Exercise description: Only a number is wanted here, namely how many lines of the data contain the string "deck".

Referring expression data:
[Start of Attachment]

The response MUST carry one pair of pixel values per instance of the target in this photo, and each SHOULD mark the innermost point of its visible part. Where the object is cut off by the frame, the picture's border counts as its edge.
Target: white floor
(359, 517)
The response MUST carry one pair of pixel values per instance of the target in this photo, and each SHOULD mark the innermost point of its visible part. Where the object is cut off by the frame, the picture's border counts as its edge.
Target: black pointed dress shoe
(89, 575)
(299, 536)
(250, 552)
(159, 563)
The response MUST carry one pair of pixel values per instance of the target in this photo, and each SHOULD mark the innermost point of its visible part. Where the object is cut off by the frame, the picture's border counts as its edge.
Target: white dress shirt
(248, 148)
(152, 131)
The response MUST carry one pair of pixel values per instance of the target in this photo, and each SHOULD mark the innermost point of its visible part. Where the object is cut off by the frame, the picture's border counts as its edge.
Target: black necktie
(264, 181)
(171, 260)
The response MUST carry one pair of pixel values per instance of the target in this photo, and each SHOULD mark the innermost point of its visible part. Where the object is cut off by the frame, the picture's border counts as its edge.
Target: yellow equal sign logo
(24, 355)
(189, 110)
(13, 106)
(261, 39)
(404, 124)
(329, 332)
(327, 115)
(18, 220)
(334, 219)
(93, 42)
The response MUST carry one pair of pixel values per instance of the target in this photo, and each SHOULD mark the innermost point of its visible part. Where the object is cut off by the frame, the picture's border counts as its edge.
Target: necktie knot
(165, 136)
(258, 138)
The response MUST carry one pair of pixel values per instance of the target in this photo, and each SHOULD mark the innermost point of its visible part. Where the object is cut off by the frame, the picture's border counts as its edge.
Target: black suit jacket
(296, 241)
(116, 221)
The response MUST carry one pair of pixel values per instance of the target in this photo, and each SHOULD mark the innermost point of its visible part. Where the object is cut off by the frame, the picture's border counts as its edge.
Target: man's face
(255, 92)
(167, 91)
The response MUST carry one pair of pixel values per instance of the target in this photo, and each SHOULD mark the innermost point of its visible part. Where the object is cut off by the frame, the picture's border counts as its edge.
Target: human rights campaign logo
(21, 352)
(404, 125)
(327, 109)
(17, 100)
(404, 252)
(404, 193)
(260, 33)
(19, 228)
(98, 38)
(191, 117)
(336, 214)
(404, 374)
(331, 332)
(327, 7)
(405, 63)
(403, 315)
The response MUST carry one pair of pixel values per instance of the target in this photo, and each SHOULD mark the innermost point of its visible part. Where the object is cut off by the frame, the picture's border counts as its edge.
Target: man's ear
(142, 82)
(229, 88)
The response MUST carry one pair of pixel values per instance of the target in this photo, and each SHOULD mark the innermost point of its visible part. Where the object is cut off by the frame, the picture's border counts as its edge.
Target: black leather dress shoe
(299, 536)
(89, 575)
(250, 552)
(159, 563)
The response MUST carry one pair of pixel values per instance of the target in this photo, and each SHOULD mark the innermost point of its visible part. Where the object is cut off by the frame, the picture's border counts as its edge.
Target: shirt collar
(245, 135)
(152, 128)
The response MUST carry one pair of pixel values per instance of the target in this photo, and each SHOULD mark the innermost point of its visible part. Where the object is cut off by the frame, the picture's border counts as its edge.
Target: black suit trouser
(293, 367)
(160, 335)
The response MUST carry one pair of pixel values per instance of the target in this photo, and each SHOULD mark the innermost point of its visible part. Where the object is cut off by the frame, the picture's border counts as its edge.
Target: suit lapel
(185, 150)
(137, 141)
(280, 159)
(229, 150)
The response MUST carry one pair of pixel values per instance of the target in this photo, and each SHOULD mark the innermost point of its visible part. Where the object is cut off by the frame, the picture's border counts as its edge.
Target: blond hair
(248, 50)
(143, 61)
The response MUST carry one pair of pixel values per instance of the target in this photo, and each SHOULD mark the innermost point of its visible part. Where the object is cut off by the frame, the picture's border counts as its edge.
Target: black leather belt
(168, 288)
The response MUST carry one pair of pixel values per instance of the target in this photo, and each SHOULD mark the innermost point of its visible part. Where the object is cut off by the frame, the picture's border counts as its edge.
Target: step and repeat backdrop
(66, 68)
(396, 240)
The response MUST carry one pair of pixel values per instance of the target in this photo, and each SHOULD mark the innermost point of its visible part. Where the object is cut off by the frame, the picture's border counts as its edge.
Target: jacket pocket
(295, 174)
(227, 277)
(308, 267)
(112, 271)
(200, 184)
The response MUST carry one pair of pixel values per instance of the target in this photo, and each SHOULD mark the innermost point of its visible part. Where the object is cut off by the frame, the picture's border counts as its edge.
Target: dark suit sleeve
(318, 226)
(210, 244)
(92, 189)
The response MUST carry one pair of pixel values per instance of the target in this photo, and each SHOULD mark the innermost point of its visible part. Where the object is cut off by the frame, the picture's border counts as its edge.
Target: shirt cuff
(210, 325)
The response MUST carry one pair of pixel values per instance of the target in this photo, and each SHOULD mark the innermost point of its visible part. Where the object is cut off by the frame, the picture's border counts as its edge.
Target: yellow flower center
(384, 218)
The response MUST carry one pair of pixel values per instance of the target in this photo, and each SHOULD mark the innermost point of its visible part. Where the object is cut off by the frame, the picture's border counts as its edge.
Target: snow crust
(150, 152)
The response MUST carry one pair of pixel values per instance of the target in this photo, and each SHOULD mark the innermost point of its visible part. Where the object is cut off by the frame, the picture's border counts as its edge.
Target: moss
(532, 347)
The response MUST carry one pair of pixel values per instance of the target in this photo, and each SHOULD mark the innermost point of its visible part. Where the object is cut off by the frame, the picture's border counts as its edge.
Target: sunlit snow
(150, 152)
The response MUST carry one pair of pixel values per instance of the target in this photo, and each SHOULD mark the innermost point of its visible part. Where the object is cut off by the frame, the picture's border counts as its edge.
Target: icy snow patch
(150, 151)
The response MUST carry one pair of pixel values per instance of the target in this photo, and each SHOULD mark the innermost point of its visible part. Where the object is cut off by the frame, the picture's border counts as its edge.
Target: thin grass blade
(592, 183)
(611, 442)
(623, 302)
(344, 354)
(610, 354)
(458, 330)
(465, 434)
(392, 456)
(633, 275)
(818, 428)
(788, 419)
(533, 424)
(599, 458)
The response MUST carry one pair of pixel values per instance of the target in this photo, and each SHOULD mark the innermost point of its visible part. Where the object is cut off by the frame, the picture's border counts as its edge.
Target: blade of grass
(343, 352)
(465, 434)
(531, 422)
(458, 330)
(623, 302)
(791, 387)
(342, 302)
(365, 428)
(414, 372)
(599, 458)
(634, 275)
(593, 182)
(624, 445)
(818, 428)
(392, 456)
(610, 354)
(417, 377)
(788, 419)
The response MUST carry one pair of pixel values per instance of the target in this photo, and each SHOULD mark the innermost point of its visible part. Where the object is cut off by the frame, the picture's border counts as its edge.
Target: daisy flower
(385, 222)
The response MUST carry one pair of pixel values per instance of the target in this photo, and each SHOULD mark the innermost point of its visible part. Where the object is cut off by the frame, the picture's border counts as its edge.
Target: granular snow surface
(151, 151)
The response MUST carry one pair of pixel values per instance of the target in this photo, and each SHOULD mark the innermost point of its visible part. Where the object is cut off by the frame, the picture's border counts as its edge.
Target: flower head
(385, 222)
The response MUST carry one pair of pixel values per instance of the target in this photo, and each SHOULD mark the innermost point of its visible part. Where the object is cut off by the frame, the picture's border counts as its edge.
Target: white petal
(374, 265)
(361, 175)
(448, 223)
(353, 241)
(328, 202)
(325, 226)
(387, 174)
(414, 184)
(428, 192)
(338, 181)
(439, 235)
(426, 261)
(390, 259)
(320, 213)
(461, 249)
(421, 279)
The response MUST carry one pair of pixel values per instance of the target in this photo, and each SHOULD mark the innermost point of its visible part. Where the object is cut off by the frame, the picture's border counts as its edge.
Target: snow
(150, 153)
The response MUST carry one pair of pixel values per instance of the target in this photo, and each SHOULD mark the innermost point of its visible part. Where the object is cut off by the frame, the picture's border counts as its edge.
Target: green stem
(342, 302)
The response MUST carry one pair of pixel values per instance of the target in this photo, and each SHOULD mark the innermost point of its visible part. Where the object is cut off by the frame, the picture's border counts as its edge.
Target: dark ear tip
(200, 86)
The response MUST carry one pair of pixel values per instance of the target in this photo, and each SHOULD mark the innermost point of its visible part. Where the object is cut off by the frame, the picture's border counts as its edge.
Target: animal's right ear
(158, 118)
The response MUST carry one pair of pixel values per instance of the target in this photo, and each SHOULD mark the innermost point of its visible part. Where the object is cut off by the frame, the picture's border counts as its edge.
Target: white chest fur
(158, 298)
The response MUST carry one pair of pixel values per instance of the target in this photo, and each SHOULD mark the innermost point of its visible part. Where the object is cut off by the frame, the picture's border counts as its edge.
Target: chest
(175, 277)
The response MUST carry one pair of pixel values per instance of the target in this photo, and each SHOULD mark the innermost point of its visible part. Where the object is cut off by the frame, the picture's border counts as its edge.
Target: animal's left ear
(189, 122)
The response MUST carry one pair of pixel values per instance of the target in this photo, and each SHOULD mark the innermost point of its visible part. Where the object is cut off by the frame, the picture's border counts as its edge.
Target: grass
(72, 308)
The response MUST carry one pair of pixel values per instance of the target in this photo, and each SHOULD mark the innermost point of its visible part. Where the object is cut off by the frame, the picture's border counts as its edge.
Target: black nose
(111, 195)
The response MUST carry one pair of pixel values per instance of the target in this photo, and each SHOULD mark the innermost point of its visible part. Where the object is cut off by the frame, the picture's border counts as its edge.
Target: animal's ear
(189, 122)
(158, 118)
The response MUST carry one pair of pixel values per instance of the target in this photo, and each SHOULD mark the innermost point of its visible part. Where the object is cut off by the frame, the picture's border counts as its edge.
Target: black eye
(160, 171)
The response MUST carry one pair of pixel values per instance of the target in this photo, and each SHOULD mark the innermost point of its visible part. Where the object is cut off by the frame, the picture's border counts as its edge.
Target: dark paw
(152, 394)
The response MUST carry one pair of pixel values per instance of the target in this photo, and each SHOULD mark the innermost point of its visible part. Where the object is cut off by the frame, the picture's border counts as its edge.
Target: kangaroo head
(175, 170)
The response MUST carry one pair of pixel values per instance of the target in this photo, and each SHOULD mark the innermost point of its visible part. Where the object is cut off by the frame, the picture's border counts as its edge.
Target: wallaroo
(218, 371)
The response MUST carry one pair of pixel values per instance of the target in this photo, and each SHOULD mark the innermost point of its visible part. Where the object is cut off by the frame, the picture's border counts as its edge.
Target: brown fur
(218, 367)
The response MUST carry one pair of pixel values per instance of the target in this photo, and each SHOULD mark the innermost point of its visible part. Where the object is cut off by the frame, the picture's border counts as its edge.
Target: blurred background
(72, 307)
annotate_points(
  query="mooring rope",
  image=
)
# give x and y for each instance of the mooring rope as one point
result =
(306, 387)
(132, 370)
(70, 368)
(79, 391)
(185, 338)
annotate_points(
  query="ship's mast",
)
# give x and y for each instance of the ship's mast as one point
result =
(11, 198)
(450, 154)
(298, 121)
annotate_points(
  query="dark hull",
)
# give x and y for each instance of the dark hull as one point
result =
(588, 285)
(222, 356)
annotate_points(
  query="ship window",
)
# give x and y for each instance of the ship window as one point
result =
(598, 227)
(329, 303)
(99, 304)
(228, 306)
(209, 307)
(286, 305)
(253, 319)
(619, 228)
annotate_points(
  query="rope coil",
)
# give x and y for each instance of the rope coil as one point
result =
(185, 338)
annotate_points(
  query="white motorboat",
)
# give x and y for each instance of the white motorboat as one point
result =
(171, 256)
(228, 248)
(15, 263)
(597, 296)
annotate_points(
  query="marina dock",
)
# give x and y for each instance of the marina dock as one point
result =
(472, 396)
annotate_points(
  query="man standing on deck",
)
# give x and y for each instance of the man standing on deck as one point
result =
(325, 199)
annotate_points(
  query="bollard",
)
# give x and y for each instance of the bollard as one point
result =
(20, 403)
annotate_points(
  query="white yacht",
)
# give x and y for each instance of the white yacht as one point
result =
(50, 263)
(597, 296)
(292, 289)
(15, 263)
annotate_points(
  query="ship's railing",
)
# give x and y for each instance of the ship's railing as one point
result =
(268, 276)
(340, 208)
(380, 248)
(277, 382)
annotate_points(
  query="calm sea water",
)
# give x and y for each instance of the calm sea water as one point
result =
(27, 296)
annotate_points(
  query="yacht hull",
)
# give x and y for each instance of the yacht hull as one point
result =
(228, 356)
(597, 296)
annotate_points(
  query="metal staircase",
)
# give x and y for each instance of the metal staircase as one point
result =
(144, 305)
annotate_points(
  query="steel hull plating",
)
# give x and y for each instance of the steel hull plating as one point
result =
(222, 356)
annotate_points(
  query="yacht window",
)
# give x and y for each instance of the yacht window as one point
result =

[End of Attachment]

Answer below: 2